▶ _Teks Sumber_:
Jika anak selesai menyelesaikan menggambar, kita jangan terburu-buru mengatakan "Wah, bagus sekali, kamu bakat menggambar, kamu seniman heeeebat sekali" 

Sebaiknya kita menghargai prosesnya, bukan hasilnya yaitu dengan mengubah pertanyaan menjadi "Wah, ini gambar apa?" misalnya lagi "Ini diwarnai merah kenapa?" atau yang lain "Imajinasi kamu apa ketika gambar ini?" dll. 

Usia pra sekolah atau sekolah, sebagus apa sih gambar mereka? tentu tidak bisa menyebutkan dengan seniman hebat kan? 

Maka dari itu kita diminta bersikap jujur dengan penilaian tersebut. Ini bukan maksud untuk mengentikan kreatifitas, justru dengan bersikap jujur itulah anak akan memahami bahwa yang penting bukanlah hasil dari gambar, melainkan proses detil-detil yang dilakukan ketika menggambar. 

Fokus pada prosesnya, bukan hasilnya.

▶ _Data_:
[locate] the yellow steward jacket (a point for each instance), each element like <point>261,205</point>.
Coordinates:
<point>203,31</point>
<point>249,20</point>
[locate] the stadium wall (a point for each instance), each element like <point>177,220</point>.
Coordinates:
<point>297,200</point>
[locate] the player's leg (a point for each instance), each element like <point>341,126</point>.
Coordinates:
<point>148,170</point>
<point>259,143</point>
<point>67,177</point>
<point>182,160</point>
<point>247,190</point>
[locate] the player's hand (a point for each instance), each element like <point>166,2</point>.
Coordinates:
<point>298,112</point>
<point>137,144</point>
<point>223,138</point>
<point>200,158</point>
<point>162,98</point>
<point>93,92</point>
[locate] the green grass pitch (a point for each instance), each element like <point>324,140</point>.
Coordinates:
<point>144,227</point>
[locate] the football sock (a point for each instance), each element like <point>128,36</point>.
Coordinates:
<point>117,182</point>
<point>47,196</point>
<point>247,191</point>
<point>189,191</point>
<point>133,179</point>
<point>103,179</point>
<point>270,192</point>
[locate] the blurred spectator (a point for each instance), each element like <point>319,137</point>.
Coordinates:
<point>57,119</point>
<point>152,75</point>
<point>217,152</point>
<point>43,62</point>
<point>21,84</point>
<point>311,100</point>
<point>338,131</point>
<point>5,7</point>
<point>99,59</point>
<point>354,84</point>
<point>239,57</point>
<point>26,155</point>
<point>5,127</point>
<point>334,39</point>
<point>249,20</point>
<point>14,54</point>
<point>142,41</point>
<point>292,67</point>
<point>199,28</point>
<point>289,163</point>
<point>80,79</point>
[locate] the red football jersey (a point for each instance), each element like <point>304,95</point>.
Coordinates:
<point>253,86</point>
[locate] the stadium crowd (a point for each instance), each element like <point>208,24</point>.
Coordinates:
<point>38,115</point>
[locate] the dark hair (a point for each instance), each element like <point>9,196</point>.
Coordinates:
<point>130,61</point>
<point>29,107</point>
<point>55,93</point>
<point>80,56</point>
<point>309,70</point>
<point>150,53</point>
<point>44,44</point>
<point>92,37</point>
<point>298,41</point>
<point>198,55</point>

---

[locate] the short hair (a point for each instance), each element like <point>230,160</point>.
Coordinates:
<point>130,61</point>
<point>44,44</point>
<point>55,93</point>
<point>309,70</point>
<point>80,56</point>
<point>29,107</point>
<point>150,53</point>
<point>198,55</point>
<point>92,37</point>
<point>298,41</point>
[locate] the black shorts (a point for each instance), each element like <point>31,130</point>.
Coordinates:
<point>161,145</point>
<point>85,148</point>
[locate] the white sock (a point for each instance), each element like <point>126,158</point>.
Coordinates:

--

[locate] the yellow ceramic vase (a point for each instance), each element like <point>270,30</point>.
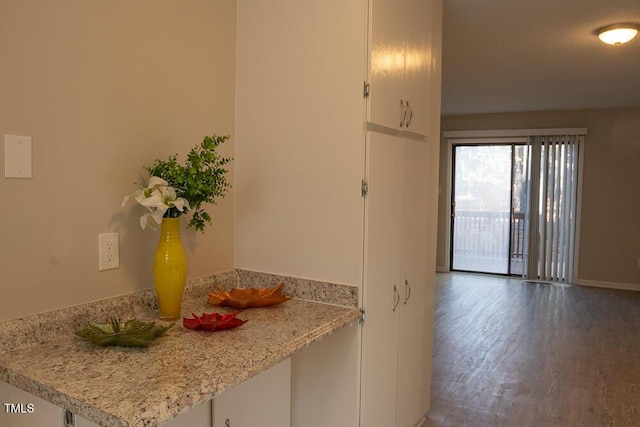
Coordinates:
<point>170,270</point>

▶ _Tujuan_: Perbarui bagian teks sumber yang dibuka dengan kata-kata "Jika anak selesai" dan ditutup dengan "seniman hebat kan?", lalu ganti "seniman" dengan "pelukis". Gunakan teks sumber saja sebagai acuan.

▶ _Hasil Tugas_:
Jika anak selesai menyelesaikan menggambar, kita jangan terburu-buru mengatakan "Wah, bagus sekali, kamu bakat menggambar, kamu pelukis heeeebat sekali" 

Sebaiknya kita menghargai prosesnya, bukan hasilnya yaitu dengan mengubah pertanyaan menjadi "Wah, ini gambar apa?" misalnya lagi "Ini diwarnai merah kenapa?" atau yang lain "Imajinasi kamu apa ketika gambar ini?" dll. 

Usia pra sekolah atau sekolah, sebagus apa sih gambar mereka? tentu tidak bisa menyebutkan dengan pelukis hebat kan?